● **Exercise objective**: Print the listing below in its entirety, character for character.

# START OF Data for processing

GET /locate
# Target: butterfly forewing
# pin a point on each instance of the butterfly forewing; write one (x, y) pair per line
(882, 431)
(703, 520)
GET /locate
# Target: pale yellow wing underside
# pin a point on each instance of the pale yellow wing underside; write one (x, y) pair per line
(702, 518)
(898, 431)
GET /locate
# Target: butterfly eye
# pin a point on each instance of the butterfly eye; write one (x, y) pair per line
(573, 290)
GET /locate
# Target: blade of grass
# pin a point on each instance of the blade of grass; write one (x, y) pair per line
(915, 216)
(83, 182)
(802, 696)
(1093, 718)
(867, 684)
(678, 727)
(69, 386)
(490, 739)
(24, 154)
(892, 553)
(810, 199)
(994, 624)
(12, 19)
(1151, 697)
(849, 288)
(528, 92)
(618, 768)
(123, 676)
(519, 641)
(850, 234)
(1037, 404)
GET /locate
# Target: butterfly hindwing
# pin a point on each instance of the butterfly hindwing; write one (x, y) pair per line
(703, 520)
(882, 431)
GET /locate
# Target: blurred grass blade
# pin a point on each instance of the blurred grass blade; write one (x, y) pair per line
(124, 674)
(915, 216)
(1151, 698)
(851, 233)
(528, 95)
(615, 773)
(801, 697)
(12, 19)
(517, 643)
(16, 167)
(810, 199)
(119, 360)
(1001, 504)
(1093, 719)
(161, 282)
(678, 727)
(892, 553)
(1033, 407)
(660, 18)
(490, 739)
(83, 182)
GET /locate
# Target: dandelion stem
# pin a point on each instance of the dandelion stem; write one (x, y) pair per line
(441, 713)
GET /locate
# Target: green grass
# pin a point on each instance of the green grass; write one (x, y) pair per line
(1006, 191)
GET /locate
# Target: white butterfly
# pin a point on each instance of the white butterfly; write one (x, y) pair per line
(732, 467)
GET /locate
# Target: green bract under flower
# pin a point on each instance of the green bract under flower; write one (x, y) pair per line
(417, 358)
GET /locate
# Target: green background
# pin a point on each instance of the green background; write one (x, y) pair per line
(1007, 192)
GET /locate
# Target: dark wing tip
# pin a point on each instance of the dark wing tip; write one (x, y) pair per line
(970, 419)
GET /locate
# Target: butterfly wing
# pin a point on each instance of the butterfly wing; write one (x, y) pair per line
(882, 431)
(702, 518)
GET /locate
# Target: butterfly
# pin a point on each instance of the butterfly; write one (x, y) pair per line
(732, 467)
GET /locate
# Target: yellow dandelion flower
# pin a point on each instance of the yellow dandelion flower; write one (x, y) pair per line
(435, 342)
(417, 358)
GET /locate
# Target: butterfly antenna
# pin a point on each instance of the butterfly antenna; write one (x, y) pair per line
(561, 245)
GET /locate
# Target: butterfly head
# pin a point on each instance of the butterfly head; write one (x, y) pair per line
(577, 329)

# END OF Data for processing

● **Exercise solution**:
GET /locate
# Target: butterfly forewing
# pin a point on each instance of the butterfly forewing; write one (x, y) pair per line
(882, 431)
(703, 520)
GET /locate
# Target: pale yellow wing underside
# pin a point on each instance of the pale yellow wing underside; write one (x, y) pair per line
(702, 518)
(898, 431)
GET /locate
# Target: butterfly eye
# pin a point on each instance of the butterfly eye; write one (x, y) pair per line
(573, 290)
GET /locate
# Target: blade of grass
# pin a point on each instance of the blade of grass; write one (x, y) pair per line
(915, 216)
(83, 182)
(802, 696)
(1093, 718)
(867, 684)
(678, 727)
(69, 386)
(490, 739)
(24, 154)
(892, 553)
(810, 199)
(994, 624)
(12, 19)
(1151, 697)
(849, 288)
(528, 92)
(618, 768)
(123, 676)
(519, 641)
(850, 234)
(1037, 404)
GET /locate
# Target: butterfly hindwing
# pin a point on each instance of the butterfly hindwing; write one (x, y) pair per line
(703, 520)
(882, 431)
GET /locate
# Target: blurred grass blade
# pin a point on each instance of the blurred grass blade; write one (x, y) pair per line
(124, 674)
(915, 216)
(1151, 698)
(851, 233)
(528, 95)
(615, 773)
(801, 697)
(12, 19)
(517, 643)
(16, 167)
(810, 199)
(119, 360)
(1001, 504)
(1093, 719)
(161, 282)
(678, 727)
(892, 553)
(1033, 407)
(660, 18)
(490, 739)
(83, 182)
GET /locate
# Target: dandelion stem
# pin a point on each instance of the dandelion stem; write one (x, y) pair per line
(441, 713)
GET /locate
# Target: green grass
# pin a point on each instance of the green grass; write one (x, y) pair per line
(1006, 191)
GET /locate
# Target: white butterfly
# pin a point on each instance of the white butterfly; write one (x, y) pair per line
(732, 467)
GET /locate
# Target: green bract under flower
# pin a point on each instance of the green bract under flower; write one (x, y) pair per line
(417, 358)
GET /locate
# Target: green background
# pin a point on each instance of the green background; write one (x, y) pair per line
(1007, 192)
GET /locate
# Target: dark wing tip
# pin a point on each instance of the dark wing tip; write one (x, y) pair per line
(970, 419)
GET /locate
# Target: butterfly wing
# pin a point on each instance of the butterfly wing; write one (x, y) pair per line
(882, 431)
(702, 518)
GET /locate
# Target: butterfly
# pin a point on each instance of the butterfly; write one (x, y) pair per line
(732, 467)
GET /locate
# Target: yellow dandelion flower
# pin a point on each instance of the yellow dandelion flower; write one (x, y) pair per line
(435, 342)
(417, 358)
GET /locate
# Target: butterfly antenna
# pin a point on each instance of the butterfly antenna; write one (x, y) pair per line
(561, 245)
GET /locate
# Target: butterfly head
# pin a point on each instance of the butterfly head; write one (x, y) pair per line
(577, 329)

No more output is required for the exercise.